● Goal a:
Lay out the saved data entries as a Markdown table with the columns Row and Line, one numbered row per line and blank lines skipped. Begin at the first line of the entries and stop after the line that contains "[[[172,161],[171,157],[82,157],[82,160],[113,160],[113,161]]]".
--- start of Text ---
The alternatives are worse in specific ways:

  • CloudWatch / Datadog / New Relic: separate infrastructure, separate auth, separate query language. Useful at $aggregator scale, overkill for "is my hit rate falling this hour".
  • JSONL on disk: cheap, but on Lambda there is no persistent disk. On Kubernetes it lives only on the pod that wrote it.
  • A dedicated time-series DB: Influx, Timescale, Prometheus. Right answer at $aggregator scale, wrong answer for a team that already has Redis.

Redis Streams is the right primitive for this. Each Detector.report() becomes one stream entry. The entry holds the per-dimension values, severities, and z-scores. A consumer reads them lazily with XREAD for alarming. Time-bucketed aggregates (last hour, last 24h) come from XRANGE with a millisecond filter, no extra query layer.
--- end of Text ---
● Goal b:
Output a verbatim copy of the part of the text on Redis Streams that begins at the words "The alternatives are" and ends after the words "extra query layer.".
--- start of Records provided ---
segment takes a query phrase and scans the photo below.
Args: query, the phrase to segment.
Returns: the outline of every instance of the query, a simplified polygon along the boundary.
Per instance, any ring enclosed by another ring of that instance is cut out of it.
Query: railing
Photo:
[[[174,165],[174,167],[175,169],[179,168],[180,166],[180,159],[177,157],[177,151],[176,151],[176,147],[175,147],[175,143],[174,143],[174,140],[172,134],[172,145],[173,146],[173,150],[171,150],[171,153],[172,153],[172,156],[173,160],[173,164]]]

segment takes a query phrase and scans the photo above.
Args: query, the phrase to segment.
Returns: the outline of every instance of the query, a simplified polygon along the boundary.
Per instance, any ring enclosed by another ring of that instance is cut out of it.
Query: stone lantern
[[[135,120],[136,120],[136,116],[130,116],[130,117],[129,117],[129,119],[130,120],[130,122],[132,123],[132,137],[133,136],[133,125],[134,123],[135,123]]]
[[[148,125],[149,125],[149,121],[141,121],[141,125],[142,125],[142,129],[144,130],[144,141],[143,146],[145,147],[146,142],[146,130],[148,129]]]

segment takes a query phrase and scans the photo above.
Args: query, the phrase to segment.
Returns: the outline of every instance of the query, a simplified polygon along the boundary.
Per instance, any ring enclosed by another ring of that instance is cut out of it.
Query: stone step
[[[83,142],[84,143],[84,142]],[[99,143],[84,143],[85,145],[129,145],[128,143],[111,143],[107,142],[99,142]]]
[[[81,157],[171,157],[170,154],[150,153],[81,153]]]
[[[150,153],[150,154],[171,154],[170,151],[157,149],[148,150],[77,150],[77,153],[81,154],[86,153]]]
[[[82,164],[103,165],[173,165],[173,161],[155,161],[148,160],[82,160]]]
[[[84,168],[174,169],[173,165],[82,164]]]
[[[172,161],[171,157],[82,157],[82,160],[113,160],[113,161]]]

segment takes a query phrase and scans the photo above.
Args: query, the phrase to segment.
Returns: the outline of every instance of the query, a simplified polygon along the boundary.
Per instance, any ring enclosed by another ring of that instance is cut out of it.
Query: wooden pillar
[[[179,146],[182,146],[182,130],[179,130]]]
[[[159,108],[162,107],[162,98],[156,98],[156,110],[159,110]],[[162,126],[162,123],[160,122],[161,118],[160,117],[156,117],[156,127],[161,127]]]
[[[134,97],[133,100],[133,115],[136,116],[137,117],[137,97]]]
--- end of Records provided ---
● Expected answer a:
| Row | Line |
|---|---|
| 1 | segment takes a query phrase and scans the photo below. |
| 2 | Args: query, the phrase to segment. |
| 3 | Returns: the outline of every instance of the query, a simplified polygon along the boundary. |
| 4 | Per instance, any ring enclosed by another ring of that instance is cut out of it. |
| 5 | Query: railing |
| 6 | Photo: |
| 7 | [[[174,165],[174,167],[175,169],[179,168],[180,166],[180,159],[177,157],[177,151],[176,151],[176,147],[175,147],[175,143],[174,143],[174,140],[172,134],[172,145],[173,146],[173,150],[171,150],[171,153],[172,153],[172,156],[173,160],[173,164]]] |
| 8 | segment takes a query phrase and scans the photo above. |
| 9 | Args: query, the phrase to segment. |
| 10 | Returns: the outline of every instance of the query, a simplified polygon along the boundary. |
| 11 | Per instance, any ring enclosed by another ring of that instance is cut out of it. |
| 12 | Query: stone lantern |
| 13 | [[[135,120],[136,120],[136,116],[130,116],[130,117],[129,117],[129,119],[130,120],[130,122],[132,123],[132,137],[133,136],[133,125],[134,123],[135,123]]] |
| 14 | [[[148,125],[149,125],[149,121],[141,121],[141,125],[142,125],[142,129],[144,130],[144,141],[143,146],[145,147],[146,142],[146,130],[148,129]]] |
| 15 | segment takes a query phrase and scans the photo above. |
| 16 | Args: query, the phrase to segment. |
| 17 | Returns: the outline of every instance of the query, a simplified polygon along the boundary. |
| 18 | Per instance, any ring enclosed by another ring of that instance is cut out of it. |
| 19 | Query: stone step |
| 20 | [[[83,142],[84,143],[84,142]],[[99,143],[84,143],[85,145],[129,145],[128,143],[111,143],[107,142],[99,142]]] |
| 21 | [[[81,157],[171,157],[170,154],[150,153],[81,153]]] |
| 22 | [[[150,153],[150,154],[171,154],[170,151],[157,149],[148,150],[77,150],[77,153],[81,154],[86,153]]] |
| 23 | [[[82,164],[103,165],[173,165],[173,161],[155,161],[148,160],[82,160]]] |
| 24 | [[[84,168],[174,169],[173,165],[82,164]]] |
| 25 | [[[172,161],[171,157],[82,157],[82,160],[113,160],[113,161]]] |

● Expected answer b:
The alternatives are worse in specific ways:

  • CloudWatch / Datadog / New Relic: separate infrastructure, separate auth, separate query language. Useful at $aggregator scale, overkill for "is my hit rate falling this hour".
  • JSONL on disk: cheap, but on Lambda there is no persistent disk. On Kubernetes it lives only on the pod that wrote it.
  • A dedicated time-series DB: Influx, Timescale, Prometheus. Right answer at $aggregator scale, wrong answer for a team that already has Redis.

Redis Streams is the right primitive for this. Each Detector.report() becomes one stream entry. The entry holds the per-dimension values, severities, and z-scores. A consumer reads them lazily with XREAD for alarming. Time-bucketed aggregates (last hour, last 24h) come from XRANGE with a millisecond filter, no extra query layer.